### Directive
Copy out all of the items below, swapping "locate it" for "mark its position" everywhere it appears and leaving everything else untouched.

== Provided data ==

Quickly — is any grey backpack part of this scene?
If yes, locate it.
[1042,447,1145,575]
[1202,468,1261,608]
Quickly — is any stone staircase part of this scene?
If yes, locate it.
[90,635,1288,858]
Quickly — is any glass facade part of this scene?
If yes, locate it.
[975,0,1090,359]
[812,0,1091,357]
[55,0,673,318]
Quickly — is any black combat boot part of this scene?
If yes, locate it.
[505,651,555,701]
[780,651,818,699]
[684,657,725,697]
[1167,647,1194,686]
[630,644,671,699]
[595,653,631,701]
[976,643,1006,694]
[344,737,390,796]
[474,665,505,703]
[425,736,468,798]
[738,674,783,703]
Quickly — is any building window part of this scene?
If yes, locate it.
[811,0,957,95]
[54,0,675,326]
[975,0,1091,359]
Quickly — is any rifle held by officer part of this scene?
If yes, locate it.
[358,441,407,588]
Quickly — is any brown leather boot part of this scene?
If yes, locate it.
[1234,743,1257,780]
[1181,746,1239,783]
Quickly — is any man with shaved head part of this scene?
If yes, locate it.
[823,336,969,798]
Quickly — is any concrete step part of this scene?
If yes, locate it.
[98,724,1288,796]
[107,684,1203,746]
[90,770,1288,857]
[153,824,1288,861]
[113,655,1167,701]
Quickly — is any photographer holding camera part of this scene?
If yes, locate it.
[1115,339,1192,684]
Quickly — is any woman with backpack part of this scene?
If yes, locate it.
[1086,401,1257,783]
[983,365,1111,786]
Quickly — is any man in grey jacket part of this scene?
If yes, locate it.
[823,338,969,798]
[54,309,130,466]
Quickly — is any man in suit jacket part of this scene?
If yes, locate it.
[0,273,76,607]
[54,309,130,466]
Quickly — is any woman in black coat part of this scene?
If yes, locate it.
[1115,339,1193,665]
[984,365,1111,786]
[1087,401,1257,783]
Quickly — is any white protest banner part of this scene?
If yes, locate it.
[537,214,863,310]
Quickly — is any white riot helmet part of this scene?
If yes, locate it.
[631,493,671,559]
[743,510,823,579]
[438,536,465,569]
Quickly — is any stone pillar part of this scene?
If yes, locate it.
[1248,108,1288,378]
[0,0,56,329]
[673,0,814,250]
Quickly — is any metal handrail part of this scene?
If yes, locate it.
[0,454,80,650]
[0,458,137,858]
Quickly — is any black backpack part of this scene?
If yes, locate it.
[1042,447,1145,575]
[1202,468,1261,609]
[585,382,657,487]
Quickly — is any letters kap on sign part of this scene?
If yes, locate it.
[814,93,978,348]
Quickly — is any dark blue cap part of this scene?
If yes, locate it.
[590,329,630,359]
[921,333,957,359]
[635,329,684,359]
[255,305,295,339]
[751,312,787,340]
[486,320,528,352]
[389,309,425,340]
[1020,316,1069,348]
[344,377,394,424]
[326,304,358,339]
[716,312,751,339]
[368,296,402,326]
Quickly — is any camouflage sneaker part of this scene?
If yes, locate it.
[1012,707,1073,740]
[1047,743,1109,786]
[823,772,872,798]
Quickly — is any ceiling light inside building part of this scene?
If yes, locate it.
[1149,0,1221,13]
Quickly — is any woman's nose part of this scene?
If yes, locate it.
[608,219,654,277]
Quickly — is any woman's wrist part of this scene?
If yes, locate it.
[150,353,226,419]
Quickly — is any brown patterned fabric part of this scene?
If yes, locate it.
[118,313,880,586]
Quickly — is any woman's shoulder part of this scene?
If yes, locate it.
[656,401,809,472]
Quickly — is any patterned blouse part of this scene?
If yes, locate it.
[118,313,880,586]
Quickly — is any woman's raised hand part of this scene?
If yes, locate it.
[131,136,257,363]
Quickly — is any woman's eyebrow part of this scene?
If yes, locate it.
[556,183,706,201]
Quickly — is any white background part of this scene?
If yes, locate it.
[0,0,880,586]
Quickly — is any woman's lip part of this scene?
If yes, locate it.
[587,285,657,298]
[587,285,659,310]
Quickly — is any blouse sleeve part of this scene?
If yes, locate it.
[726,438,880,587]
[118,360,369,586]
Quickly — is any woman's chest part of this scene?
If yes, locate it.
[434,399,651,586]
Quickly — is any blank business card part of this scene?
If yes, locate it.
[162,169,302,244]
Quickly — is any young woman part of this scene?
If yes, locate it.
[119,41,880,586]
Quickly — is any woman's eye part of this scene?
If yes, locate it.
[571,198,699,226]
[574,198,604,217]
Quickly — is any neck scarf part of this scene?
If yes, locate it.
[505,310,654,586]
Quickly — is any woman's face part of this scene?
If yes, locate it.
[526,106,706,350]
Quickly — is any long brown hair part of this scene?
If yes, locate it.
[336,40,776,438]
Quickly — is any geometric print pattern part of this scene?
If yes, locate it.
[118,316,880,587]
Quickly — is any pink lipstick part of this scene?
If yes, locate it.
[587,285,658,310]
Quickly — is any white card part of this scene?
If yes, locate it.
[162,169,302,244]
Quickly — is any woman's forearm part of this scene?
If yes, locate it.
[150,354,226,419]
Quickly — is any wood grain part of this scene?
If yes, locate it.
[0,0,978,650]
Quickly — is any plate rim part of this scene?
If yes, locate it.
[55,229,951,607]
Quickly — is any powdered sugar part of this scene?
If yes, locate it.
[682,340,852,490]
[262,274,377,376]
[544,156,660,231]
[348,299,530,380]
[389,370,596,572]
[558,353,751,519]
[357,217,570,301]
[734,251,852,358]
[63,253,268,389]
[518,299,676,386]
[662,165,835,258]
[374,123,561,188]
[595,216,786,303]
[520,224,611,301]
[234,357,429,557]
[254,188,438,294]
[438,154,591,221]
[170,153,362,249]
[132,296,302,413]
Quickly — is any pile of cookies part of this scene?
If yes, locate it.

===

### Worked solution
Quickly — is any grey backpack part of this scene?
If yes, mark its position.
[1042,447,1145,575]
[1202,468,1261,608]
Quickly — is any stone staircase part of this scene?
If yes, mark its position.
[90,635,1288,858]
Quickly — is any glass facade part of this scene?
If yes, mark its position.
[975,0,1090,359]
[812,0,1091,357]
[55,0,673,318]
Quickly — is any black combat boot part of this scene?
If yes, mark its position.
[505,651,555,701]
[780,651,818,699]
[684,657,725,697]
[1167,647,1194,686]
[630,644,671,699]
[595,653,631,701]
[976,643,1006,694]
[344,737,390,796]
[474,665,505,703]
[425,736,468,798]
[738,674,783,703]
Quickly — is any building window part of this scene?
If yes, mark its position.
[811,0,957,95]
[54,0,675,326]
[975,0,1091,359]
Quickly — is any rifle held by officer part of this scene?
If yes, mark its position.
[358,441,407,588]
Quickly — is any brown leather boot part of this scene?
If yes, mark its position.
[1234,743,1257,780]
[1181,746,1239,783]
Quickly — is any man with shaved head part of this scene?
If yes, mark its position.
[823,336,969,798]
Quickly — is any concrete step part of this scene?
If yes, mark its position.
[98,724,1288,796]
[107,684,1203,746]
[90,770,1288,857]
[153,824,1288,861]
[113,655,1167,701]
Quickly — is any photographer holding camera part of this scene?
If yes, mark its position.
[1115,339,1192,684]
Quickly — is any woman with backpack part of this scene?
If yes, mark its position.
[1086,401,1257,783]
[983,365,1111,786]
Quickly — is any man in grey jacket part of this scene?
If yes, mark its position.
[823,338,969,798]
[54,309,130,466]
Quickly — is any man in suit jacket part of this scene?
If yes, mark its position.
[0,273,76,607]
[54,309,130,466]
Quickly — is any woman in black coat part of this scene?
If yes, mark its position.
[1115,339,1193,665]
[984,365,1111,786]
[1087,401,1257,783]
Quickly — is any white protest banner part of this scene?
If yes, mark its position.
[537,214,863,310]
Quickly — is any white riot helmet part of this scene?
If yes, mark its position.
[631,493,671,559]
[743,510,823,579]
[438,536,465,569]
Quickly — is any stone pillar part of this scene?
If yes, mark its position.
[1248,108,1288,378]
[0,0,56,329]
[673,0,814,250]
Quickly — is any metal handrail part of this scene?
If yes, mark its position.
[0,454,80,650]
[0,458,137,858]
Quickly — is any black backpack part of this scene?
If yes, mark its position.
[1042,447,1145,575]
[1202,468,1261,609]
[585,382,657,487]
Quickly — is any letters kap on sign part of this scene?
If yes, mark its position.
[814,93,978,348]
Quickly — is any dark blue cap part of this scene?
If yes, mark its position.
[590,329,630,359]
[921,333,957,359]
[635,329,684,359]
[255,305,295,339]
[751,312,787,340]
[486,320,528,352]
[389,309,425,340]
[1020,316,1069,348]
[344,377,394,424]
[326,304,358,339]
[716,312,751,339]
[368,296,402,326]
Quickly — is any camouflage sneaker part of this scene?
If yes, mark its position.
[1012,707,1073,740]
[1047,743,1109,786]
[823,772,872,798]
Quickly — is any ceiling light inside building part of this scene?
If yes, mark its position.
[1149,0,1221,13]
Quickly — is any woman's nose part of this scene?
If yes, mark its position.
[608,219,654,277]
Quickly — is any woman's wrist part of this scene?
If yes, mark its position.
[150,353,226,419]
Quickly — is any brown patterned fabric part of this scene?
If yes, mark its position.
[118,313,880,586]
Quickly — is any woman's shoulder part of this scene?
If yes, mark its position.
[656,401,809,472]
Quickly — is any patterned blouse part of this scene?
If yes, mark its position.
[118,313,880,586]
Quickly — is any woman's raised hand part of this scene?
If yes, mark its position.
[131,136,257,363]
Quickly — is any woman's eyebrow part of this scene?
If yes, mark its position.
[556,183,706,201]
Quickly — is any white background part of this scene?
If yes, mark its position.
[0,0,880,586]
Quickly — is any woman's lip part of this scene?
If yes, mark its position.
[587,285,657,298]
[587,285,659,310]
Quickly — is any blouse sleeve part of this scene?
If yes, mark its position.
[726,438,880,587]
[118,360,369,586]
Quickly — is any woman's chest part of this scene?
If yes, mark its position.
[434,399,651,586]
Quickly — is any blank business card part of this scene?
If yes, mark its position.
[162,169,302,244]
Quickly — is any young woman part of this scene?
If yes, mark its position.
[119,41,880,586]
Quickly — is any woman's eye part of this scene?
If yes, mark its position.
[571,198,699,226]
[574,198,604,217]
Quickly — is any neck scarf part of this scene?
If yes, mark its position.
[505,310,654,586]
Quickly — is any woman's face part of this scene?
If yes, mark its position.
[526,106,706,350]
Quickly — is any long brown hair part of this scene?
If yes, mark its position.
[336,40,776,438]
Quickly — is any geometric print pattern part of this scene?
If yes, mark its position.
[118,316,880,587]
Quickly — is any pink lipstick part of this scene?
If yes, mark its position.
[587,285,658,310]
Quickly — is any white card part of this scene?
If yes, mark its position.
[162,169,302,244]
Quickly — is any woman's forearm part of this scene?
If yes, mark its position.
[150,354,226,419]
Quickly — is any wood grain part of this scene?
If yes, mark its position.
[0,0,978,650]
Quickly — is any plate rim part of this scene?
If yes, mark its position.
[55,229,951,607]
Quickly — is any powdered sugar part of this scene?
If yes, mark its position.
[682,340,852,490]
[262,274,377,376]
[544,156,660,231]
[348,299,530,380]
[389,370,596,572]
[558,353,751,519]
[357,217,570,301]
[734,251,852,358]
[63,253,268,389]
[518,299,676,386]
[662,165,835,258]
[374,123,561,188]
[595,216,786,303]
[520,224,611,301]
[234,357,429,557]
[254,188,438,294]
[438,154,591,221]
[170,153,362,249]
[132,296,302,413]
Quickly — is any pile of cookies part of this scene?
If yes, mark its position.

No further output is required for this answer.